## Extract to read:
↓
Charles-Henri Pourquet, born Henri Charles Justin Pourquet (14 August 1877 – 1943) was a French sculptor.

== Life ==
Born in Colombes, the son of a baker, Pourquet had Nivernais origins and was a student of Louis-Ernest Barrias and Jules Coutan at the École des beaux-arts de Paris. In 1907, he became a member of the Société des artistes français

He was successful after the First World War, with sculptures of Poilus that served as models for many war memorials in France under three different models: Bust, Poilu, and more particularly the one entitled Resistance, of which several hundred copies will be cast by the Fonderie d'art du Val d'Osne.

Among other works, is "Orpheus at the tomb of Eurydice", a bas-relief which will then be acquired by the State for the new National Conservatory of Music, a monument dedicated to Jules Renard in Chitry-les-Mines (Nièvre) where the writer lived as a child, and the Tombeau de la famille Sabaterie, in the Arlanc (Puy-de-Dôme) cemetery. He remarried at the town hall of the 18th arrondissement on 5 November 1921, with Valentine Saint-Selve.
↑
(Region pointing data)
↓
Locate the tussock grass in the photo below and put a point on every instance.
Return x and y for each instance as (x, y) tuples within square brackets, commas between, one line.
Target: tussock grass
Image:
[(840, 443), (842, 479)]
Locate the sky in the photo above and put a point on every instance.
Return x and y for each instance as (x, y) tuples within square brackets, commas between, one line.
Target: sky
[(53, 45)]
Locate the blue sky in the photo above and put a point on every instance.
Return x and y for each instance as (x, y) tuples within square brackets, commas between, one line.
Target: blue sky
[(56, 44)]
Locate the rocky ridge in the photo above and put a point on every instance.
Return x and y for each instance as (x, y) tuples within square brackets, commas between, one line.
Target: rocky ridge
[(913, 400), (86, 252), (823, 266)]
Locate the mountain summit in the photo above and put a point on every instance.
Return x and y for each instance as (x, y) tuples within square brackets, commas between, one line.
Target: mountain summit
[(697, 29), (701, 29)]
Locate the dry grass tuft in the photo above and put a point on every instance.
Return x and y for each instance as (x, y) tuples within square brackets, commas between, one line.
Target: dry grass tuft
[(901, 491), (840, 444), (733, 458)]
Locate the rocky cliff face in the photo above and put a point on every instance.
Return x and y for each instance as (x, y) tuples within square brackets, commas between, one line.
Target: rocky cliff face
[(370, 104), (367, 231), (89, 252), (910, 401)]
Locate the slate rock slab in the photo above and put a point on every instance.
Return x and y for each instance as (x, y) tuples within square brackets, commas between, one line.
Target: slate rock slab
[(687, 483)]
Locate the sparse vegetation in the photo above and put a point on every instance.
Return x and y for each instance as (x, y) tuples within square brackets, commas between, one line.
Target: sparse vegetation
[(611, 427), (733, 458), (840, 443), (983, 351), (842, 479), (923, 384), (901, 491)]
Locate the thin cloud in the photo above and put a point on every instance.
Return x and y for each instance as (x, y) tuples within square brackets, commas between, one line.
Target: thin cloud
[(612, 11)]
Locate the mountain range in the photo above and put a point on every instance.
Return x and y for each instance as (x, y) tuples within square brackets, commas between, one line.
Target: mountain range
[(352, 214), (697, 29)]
↑
## Problem 1:
Summarize the passage on Charles-Henri Pourquet in two sentences.
## Problem 2:
The passage on Charles-Henri Pourquet mentions three different models of his Poilu sculptures. Name all of them.

## Task answer 1:
Charles-Henri Pourquet (1877–1943) was a French sculptor born in Colombes who studied under Louis-Ernest Barrias and Jules Coutan at the École des beaux-arts de Paris and became a member of the Société des artistes français in 1907. He was successful after the First World War with sculptures of Poilus that served as models for many French war memorials, especially Resistance, of which several hundred copies were to be cast by the Fonderie d'art du Val d'Osne.

## Task answer 2:
- Bust
- Poilu
- Resistance